■ WHAT TO WORK ON ■
Arrange every line of the entries below as a Markdown table with the columns "No." and "Line". Number the rows in order and leave out blank lines.

(Location identification entries)
-- Start --

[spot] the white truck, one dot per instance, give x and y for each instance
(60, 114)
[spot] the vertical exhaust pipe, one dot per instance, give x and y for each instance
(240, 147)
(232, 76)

-- End --

■ ANSWER FOR THE TASK ■
| No. | Line |
|---|---|
| 1 | [spot] the white truck, one dot per instance, give x and y for each instance |
| 2 | (60, 114) |
| 3 | [spot] the vertical exhaust pipe, one dot per instance, give x and y for each instance |
| 4 | (240, 147) |
| 5 | (232, 76) |